== PROBLEM REQUIREMENTS ==
Resume the Speechmatics article on measuring GPU transcription performance, picking up right after its final sentence.

== SUPPLIED PASSAGE ==
How Do We Measure Performance?
Speechmatics has recently moved to using GPUs to run its new transcription models. The new models are significantly more accurate, and the new hardware running them makes them significantly faster. To ensure our batch transcriptions are performing efficiently, we use the Real Time Factor (RTF). This ratio measures how quickly files are being transcribed with respect to the audio file duration.
During the development and testing of our transcription and translation models, we used the RTF value as a guideline for how efficient our new GPU models were, whether it be by speeding up transcription times or using significantly larger models to provide better accuracy for the same RTF.
While this is great, running on GPU hardware can get costly, and we want to guarantee this improved performance whilst also remaining cost-efficient.
The Challenge
Previously batch transcriptions were processed in their own isolated Kubernetes pod and only required CPU hardware. We could fit multiple transcribers onto a CPU node and each transcriber would get its own dedicated resources and not impact other running jobs.
With the move to GPU, we are now leveraging Nvidia’s Triton Server, and transcription jobs are running against a shared inference server. While it is much more performant than running on CPU, we now lose this isolation meaning multiple transcription jobs share GPU resources.
An over-run Triton server handling a large number of requests or complex audio will start to impact RTFs across all of our transcription jobs. To avoid this, we need to ensure that we have enough GPU capacity to process whatever jobs come through. With relatively unpredictable traffic, it can get expensive to run GPUs at maximum capacity constantly, instead, we need to scale our GPUs based on demand.

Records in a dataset
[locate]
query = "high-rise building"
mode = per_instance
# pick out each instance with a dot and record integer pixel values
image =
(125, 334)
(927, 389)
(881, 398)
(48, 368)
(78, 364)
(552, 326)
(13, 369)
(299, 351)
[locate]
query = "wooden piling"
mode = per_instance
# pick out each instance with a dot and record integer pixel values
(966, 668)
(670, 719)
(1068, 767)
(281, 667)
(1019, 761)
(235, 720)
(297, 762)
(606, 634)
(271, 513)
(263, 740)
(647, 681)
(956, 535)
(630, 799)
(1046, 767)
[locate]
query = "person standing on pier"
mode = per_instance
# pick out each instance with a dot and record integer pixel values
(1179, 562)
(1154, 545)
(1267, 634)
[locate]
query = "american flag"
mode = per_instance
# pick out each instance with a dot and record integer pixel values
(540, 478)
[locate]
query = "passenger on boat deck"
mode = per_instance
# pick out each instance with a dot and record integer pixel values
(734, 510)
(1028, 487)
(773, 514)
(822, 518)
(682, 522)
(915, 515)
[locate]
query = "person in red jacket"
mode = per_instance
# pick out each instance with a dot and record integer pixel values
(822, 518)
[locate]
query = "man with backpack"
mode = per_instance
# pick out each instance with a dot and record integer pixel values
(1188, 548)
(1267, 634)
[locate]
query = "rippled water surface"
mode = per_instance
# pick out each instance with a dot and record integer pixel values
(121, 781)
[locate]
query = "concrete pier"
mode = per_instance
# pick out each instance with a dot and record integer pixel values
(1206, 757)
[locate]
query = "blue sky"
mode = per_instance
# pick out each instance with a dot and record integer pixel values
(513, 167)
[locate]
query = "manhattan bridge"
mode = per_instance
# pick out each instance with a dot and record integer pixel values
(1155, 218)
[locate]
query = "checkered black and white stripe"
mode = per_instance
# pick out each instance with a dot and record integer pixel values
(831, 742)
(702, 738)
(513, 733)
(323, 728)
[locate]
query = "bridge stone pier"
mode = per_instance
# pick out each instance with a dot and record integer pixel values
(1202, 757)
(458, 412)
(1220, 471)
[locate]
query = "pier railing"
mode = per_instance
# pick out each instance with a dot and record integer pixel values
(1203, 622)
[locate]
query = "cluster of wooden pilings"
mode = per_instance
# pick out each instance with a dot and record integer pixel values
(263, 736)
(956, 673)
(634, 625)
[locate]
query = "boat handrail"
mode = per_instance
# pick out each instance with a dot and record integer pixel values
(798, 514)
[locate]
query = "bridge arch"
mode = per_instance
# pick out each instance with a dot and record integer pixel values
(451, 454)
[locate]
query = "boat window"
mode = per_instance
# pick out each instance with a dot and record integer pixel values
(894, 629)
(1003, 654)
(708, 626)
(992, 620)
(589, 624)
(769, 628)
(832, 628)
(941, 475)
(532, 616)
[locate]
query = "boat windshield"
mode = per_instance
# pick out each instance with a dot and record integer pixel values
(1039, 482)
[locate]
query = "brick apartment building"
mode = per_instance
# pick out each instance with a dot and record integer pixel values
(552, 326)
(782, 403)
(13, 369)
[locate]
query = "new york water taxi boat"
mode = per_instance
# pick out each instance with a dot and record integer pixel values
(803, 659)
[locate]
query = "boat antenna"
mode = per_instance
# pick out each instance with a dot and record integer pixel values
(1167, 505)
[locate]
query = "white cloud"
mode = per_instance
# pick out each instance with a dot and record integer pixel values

== RESULT OF THIS EXERCISE ==
GPU Autoscaling on the Right Metrics
Kubernetes horizontal autoscaling is typically based of metrics such as CPU and memory, but these values were not going to paint a full picture of our transcription performance. Before rolling out to production, we ran numerous load tests against Triton to determine where a single server would begin to fail and to identify any measurable symptoms that would allow us to respond effectively.
We could not simply rely on the previously identified metrics of RTF and job rate. RTF would simply be too late as the jobs would have already been processed, and we found early on that Triton’s performance can be affected by various factors other than job rate. For instance, more complex audio with the usual job rate can still cause a bottleneck. Additionally, neither of these metrics are strictly indicative of a struggling Triton server, so we needed to find a metric from Triton that suggested performance issues which could result in an increase in RTF.
Triton exposes a /metrics
endpoint which provides information about the number of inferences executed, inference duration and much more. A full list of metrics can be found here.
As Triton receives inference requests, they are placed into a queue. Triton forms a batch of inference requests from the queue and then uses the GPU to process them in parallel. When a Triton server is put under load we can start to see the relationship between size of the batches and inference queue duration.